(DESCRIPTION OF THE TASK)
Put the stretch of the material from the line containing "Objective — set a marker on each instance of the hazy" through the end into a JSON list of strings, one string per line, leaving out any blank lines.

(DATA ROWS)
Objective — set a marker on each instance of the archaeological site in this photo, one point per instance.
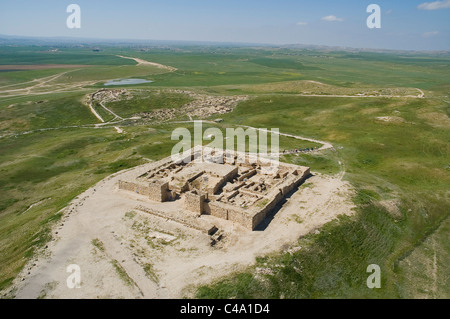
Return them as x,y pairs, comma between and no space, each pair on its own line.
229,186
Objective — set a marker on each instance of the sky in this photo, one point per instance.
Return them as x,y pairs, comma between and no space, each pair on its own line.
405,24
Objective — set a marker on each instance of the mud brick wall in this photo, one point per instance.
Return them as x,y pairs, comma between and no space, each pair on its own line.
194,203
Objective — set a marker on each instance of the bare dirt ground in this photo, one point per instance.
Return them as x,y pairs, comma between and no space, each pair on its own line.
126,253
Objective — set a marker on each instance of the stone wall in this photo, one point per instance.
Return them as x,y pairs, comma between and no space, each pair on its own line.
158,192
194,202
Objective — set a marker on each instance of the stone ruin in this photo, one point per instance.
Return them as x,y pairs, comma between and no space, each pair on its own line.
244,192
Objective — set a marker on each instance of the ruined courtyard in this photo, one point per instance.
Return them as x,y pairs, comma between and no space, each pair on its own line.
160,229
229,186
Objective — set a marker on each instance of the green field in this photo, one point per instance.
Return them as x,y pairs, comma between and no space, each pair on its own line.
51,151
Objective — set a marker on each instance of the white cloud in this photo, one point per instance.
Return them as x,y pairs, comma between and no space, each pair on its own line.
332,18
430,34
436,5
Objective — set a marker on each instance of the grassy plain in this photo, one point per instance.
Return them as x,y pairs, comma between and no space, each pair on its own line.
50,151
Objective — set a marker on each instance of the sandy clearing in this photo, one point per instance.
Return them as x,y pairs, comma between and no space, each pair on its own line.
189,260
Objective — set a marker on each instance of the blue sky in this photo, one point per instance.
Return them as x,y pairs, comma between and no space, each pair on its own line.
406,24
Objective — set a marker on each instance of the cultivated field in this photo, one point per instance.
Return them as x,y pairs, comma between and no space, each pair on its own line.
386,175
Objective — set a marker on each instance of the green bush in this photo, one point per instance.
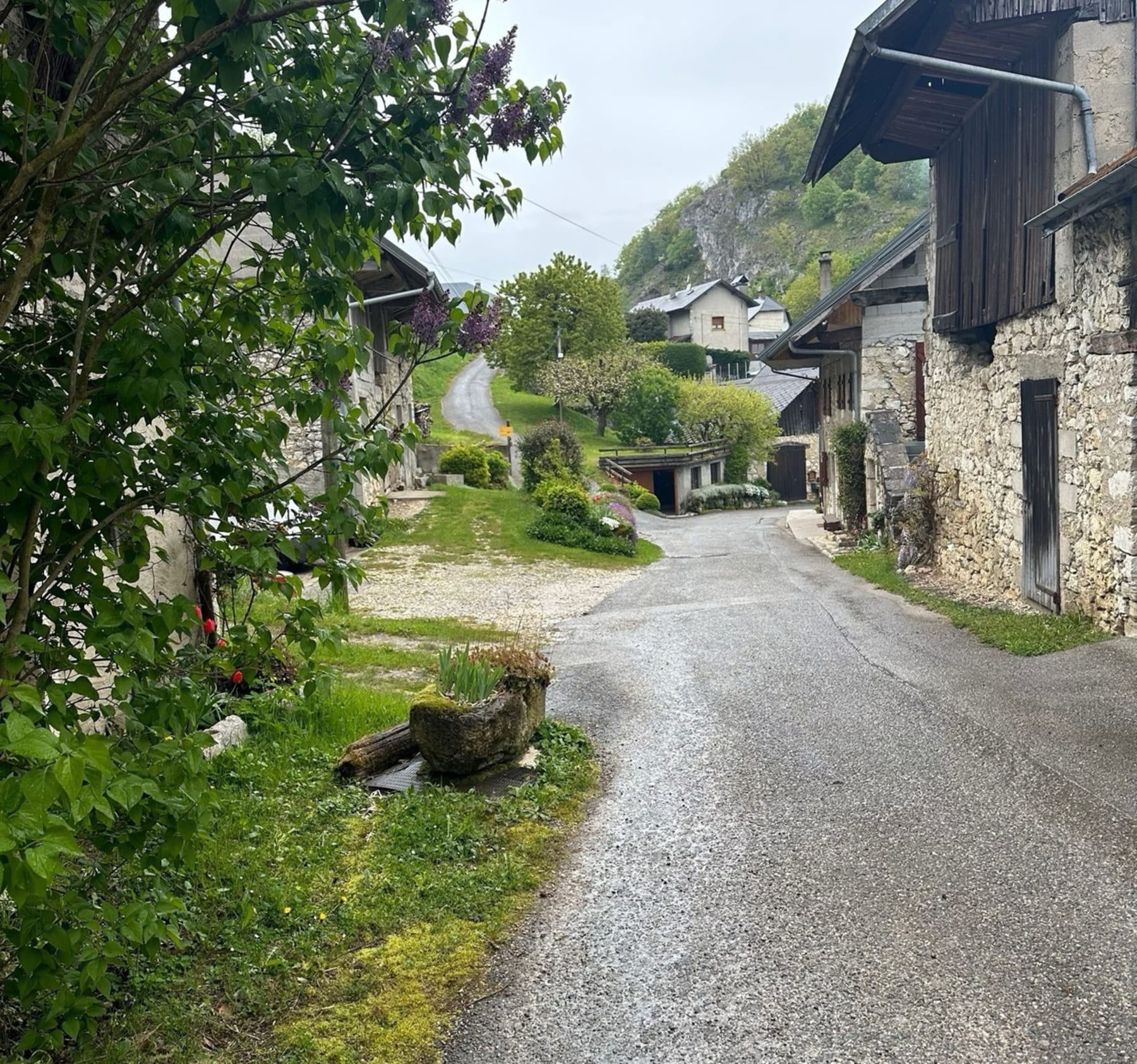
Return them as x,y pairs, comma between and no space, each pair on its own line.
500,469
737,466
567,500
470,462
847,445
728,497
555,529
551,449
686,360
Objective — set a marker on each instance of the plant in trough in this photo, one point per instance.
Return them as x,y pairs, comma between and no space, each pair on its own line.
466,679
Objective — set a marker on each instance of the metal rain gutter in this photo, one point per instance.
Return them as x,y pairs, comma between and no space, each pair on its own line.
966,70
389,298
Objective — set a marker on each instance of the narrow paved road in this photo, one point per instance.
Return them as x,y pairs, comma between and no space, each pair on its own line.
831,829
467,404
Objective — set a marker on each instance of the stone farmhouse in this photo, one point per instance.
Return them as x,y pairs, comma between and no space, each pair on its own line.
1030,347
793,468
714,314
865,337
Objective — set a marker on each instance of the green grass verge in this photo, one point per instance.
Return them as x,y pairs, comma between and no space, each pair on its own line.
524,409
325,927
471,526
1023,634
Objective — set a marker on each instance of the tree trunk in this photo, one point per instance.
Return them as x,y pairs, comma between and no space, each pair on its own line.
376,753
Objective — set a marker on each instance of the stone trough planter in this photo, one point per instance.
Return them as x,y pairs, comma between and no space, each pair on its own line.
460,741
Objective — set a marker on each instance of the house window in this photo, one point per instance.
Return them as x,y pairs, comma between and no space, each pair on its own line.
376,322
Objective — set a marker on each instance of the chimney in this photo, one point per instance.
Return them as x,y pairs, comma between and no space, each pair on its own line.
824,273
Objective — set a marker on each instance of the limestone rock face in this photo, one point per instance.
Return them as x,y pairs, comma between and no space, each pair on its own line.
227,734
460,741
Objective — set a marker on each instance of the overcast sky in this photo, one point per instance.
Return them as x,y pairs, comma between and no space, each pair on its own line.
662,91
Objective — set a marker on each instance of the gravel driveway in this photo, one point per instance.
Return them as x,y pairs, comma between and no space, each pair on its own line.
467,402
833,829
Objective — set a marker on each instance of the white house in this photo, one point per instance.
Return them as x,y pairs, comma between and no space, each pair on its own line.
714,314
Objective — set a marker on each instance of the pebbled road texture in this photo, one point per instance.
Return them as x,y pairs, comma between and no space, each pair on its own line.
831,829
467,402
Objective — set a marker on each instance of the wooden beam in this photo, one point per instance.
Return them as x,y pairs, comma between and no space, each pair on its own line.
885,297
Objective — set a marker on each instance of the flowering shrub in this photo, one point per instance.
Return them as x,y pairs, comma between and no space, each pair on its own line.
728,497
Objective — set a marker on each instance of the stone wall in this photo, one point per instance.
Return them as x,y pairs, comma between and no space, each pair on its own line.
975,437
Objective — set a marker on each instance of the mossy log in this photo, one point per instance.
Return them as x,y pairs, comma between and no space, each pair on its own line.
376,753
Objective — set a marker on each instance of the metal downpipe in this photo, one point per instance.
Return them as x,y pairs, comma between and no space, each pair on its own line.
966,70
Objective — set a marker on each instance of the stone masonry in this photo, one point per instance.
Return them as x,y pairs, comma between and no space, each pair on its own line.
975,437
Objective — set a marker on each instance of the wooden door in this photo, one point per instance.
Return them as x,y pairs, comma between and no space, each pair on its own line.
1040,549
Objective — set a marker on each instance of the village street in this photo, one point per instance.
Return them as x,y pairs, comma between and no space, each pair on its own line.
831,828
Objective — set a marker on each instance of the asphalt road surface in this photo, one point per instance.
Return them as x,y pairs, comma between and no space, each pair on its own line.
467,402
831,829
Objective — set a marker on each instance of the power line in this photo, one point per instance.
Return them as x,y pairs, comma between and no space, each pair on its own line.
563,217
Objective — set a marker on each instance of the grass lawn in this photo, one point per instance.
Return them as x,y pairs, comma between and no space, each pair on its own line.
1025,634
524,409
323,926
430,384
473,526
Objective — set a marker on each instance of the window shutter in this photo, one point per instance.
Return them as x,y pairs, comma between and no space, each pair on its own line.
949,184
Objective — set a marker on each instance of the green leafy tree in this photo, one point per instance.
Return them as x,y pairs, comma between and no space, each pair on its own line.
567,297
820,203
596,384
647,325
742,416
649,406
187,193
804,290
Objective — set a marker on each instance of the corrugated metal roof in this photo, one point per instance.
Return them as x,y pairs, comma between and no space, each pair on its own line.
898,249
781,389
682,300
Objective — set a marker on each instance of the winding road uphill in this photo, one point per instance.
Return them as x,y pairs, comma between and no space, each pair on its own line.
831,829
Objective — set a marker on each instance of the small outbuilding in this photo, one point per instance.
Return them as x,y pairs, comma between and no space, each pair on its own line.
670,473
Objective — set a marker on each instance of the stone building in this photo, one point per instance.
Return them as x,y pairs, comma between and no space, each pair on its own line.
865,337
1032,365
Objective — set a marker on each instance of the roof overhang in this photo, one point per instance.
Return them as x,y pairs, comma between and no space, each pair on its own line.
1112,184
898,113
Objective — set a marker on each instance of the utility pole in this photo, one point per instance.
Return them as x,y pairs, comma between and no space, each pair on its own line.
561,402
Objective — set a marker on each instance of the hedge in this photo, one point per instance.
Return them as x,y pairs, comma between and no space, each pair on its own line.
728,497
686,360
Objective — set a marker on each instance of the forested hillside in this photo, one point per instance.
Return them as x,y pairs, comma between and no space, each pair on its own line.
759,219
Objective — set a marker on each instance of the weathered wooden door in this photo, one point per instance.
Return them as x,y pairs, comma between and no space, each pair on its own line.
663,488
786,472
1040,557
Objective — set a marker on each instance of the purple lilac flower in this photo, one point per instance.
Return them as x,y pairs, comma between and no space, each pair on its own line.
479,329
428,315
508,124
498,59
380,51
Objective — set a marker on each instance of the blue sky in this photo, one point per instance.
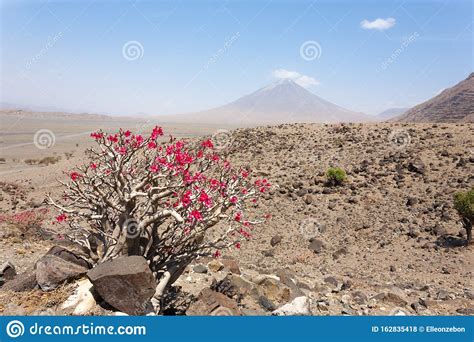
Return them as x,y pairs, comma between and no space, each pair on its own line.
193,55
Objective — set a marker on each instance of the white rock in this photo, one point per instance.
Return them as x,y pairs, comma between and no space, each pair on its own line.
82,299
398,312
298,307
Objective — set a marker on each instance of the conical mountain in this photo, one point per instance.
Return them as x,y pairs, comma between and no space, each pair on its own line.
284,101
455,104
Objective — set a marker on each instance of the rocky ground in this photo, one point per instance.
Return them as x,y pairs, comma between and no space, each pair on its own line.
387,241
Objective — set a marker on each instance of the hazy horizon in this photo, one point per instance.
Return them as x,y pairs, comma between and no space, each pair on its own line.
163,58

(EXERCISE ANSWER)
[
  "Objective — set a marker on each instance of the hazy horizon in this photo, one point per instance.",
  "Return them as x,y pairs, comma between and no space, each pair on its own line.",
  "163,58"
]